> **EXERCISE BRIEF**:
Below are the records. Restate word for word every line from the one that contains "Return a point for each instance of the gray" through the final line, both included.

> **RECORD SET**:
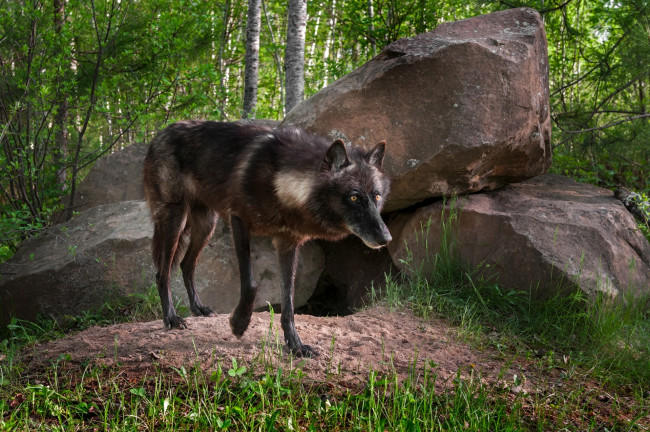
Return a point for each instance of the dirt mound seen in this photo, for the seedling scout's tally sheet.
(375, 339)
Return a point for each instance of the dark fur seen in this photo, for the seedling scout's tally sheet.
(284, 183)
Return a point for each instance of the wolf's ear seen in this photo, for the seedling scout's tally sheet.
(336, 157)
(376, 155)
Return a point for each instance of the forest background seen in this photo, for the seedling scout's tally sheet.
(82, 78)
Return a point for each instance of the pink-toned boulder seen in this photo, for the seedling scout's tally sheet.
(463, 108)
(544, 234)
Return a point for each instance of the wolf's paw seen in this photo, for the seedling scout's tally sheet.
(239, 321)
(175, 322)
(203, 311)
(303, 351)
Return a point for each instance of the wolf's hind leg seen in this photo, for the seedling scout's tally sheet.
(169, 224)
(241, 316)
(288, 260)
(201, 223)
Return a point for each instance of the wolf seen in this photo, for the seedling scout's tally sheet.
(285, 183)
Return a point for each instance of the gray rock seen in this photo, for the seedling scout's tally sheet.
(463, 108)
(545, 234)
(106, 250)
(115, 177)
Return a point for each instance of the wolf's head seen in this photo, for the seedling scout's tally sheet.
(357, 188)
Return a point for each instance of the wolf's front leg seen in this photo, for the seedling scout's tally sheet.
(241, 316)
(288, 259)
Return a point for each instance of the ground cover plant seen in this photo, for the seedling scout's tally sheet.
(588, 360)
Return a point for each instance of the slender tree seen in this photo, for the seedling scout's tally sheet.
(294, 56)
(61, 105)
(251, 70)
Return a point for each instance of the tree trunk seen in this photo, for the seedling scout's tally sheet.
(251, 71)
(294, 56)
(61, 106)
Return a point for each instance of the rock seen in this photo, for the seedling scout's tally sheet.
(106, 251)
(464, 108)
(549, 231)
(115, 177)
(351, 271)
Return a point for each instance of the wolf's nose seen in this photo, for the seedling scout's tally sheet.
(386, 239)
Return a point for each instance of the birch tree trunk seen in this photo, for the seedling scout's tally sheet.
(251, 70)
(294, 55)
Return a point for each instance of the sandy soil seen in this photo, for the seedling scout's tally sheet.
(349, 347)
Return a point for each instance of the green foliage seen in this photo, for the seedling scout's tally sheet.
(609, 336)
(113, 73)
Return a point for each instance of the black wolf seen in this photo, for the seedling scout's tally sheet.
(284, 183)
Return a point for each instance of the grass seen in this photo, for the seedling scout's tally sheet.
(596, 351)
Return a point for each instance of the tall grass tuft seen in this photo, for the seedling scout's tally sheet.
(609, 336)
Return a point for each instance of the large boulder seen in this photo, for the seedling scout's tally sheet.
(545, 234)
(106, 250)
(115, 177)
(464, 108)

> **RESPONSE FOR THIS EXERCISE**:
Return a point for each instance of the gray rock seen in this photo, for the seedling scout's tally sheet.
(463, 108)
(545, 234)
(106, 250)
(115, 177)
Return a point for each instance of the wolf's head seen in this photo, for the seedling scout's tally sheet.
(357, 188)
Return a point for each instance of the wolf's front leg seen in this photo, for the seedling scout's tally sheet.
(241, 316)
(288, 259)
Return a point for each instance of the ground cover plant seen in this photo, for the seedling scout's tally sheet.
(588, 360)
Return a point for each instance of the slender tree seen in this photo, for the seedling scout's tally sheet.
(294, 56)
(61, 105)
(251, 70)
Return a point for each instance of the tree trunk seen in this photo, for the seedling scout's tally sheet.
(251, 71)
(294, 56)
(61, 106)
Return a point for each instance of the rock seen in this photo, for the seedling scout's tally sheet.
(106, 251)
(464, 108)
(549, 231)
(115, 177)
(351, 271)
Return a point for each instance of the wolf's nose seen in this photo, for the seedling scout's tally sheet.
(386, 239)
Return a point for each instance of the birch tree trunk seen in this photo, for the seedling scout's tally sheet.
(251, 70)
(294, 55)
Return a point for each instance of the sandy soil seen in this photo, for the seedling scout's tally sheet.
(349, 347)
Return a point for each instance of the green foliage seen in this photo, for the seedling scout's tally sheet.
(609, 336)
(113, 73)
Return a point for each instance of the black wolf seen in this photo, for the seedling scout's tally sheet.
(284, 183)
Return a point for each instance of the grass seen in this photo, for the seedling scout's tally sheet.
(596, 351)
Return a point for each instance of the tall grass tuft seen in this photo, for the seedling scout's tally sheet.
(609, 336)
Return a point for each instance of the large boulder seen in this photo, for the seedling scout's tally sheet.
(545, 234)
(106, 250)
(115, 177)
(464, 108)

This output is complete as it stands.